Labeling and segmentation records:
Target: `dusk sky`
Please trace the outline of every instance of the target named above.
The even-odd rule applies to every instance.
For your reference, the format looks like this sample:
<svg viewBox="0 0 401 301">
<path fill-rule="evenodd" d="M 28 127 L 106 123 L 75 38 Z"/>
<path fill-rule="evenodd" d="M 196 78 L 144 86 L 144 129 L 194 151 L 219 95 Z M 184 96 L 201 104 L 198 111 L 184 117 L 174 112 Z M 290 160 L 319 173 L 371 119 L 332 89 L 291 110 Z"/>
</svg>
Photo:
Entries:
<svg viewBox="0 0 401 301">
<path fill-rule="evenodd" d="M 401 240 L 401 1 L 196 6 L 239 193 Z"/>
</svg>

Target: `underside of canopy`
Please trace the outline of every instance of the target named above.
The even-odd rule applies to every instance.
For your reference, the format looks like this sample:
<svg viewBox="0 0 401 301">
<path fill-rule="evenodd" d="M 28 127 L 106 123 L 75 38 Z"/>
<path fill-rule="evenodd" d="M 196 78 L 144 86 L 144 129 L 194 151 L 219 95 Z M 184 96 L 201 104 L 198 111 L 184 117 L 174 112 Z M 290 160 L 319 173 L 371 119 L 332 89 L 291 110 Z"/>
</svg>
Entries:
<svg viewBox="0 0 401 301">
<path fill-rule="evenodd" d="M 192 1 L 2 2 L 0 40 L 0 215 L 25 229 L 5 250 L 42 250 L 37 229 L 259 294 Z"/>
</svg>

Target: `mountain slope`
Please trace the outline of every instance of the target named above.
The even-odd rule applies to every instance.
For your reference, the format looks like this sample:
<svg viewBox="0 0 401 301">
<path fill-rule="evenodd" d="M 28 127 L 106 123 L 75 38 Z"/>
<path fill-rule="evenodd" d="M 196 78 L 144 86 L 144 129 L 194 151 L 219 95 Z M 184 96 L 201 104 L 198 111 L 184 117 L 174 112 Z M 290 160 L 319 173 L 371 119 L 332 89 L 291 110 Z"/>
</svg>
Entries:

◆ STATED EXERCISE:
Update the records above by changing every "trace the outline of" to "outline" and keeping everything else the same.

◆ EXERCISE RESULT:
Target: `dusk sky`
Please outline every instance of the target named above.
The even-odd rule applies to every instance.
For your reference, the format looks like this sample:
<svg viewBox="0 0 401 301">
<path fill-rule="evenodd" d="M 28 127 L 106 123 L 75 38 Z"/>
<path fill-rule="evenodd" d="M 196 78 L 144 86 L 144 129 L 194 151 L 219 95 Z M 184 96 L 201 104 L 198 111 L 184 117 L 174 112 Z M 290 160 L 319 173 L 371 119 L 332 89 L 291 110 Z"/>
</svg>
Photo:
Entries:
<svg viewBox="0 0 401 301">
<path fill-rule="evenodd" d="M 401 240 L 401 1 L 196 6 L 239 193 Z"/>
</svg>

Target: `underside of canopy`
Please outline every instance of the target named above.
The even-odd rule applies to every instance.
For your reference, the format looks like this sample:
<svg viewBox="0 0 401 301">
<path fill-rule="evenodd" d="M 28 127 L 106 123 L 75 38 Z"/>
<path fill-rule="evenodd" d="M 196 78 L 144 86 L 144 129 L 194 151 L 219 95 Z M 184 96 L 201 104 L 198 111 L 184 117 L 174 112 Z M 290 160 L 319 173 L 371 119 L 332 89 L 291 110 Z"/>
</svg>
Entries:
<svg viewBox="0 0 401 301">
<path fill-rule="evenodd" d="M 192 1 L 2 2 L 0 40 L 0 215 L 25 229 L 5 250 L 42 250 L 37 229 L 259 294 Z"/>
</svg>

Target: `mountain slope`
Please outline every instance of the target named above.
The even-odd rule applies to every instance.
For your reference, the format looks like this sample:
<svg viewBox="0 0 401 301">
<path fill-rule="evenodd" d="M 28 127 L 106 123 L 75 38 Z"/>
<path fill-rule="evenodd" d="M 196 78 L 144 86 L 144 129 L 194 151 L 219 95 Z M 184 96 L 201 104 L 198 111 L 184 117 L 174 112 Z M 290 160 L 319 173 L 371 119 L 332 89 L 291 110 Z"/>
</svg>
Entries:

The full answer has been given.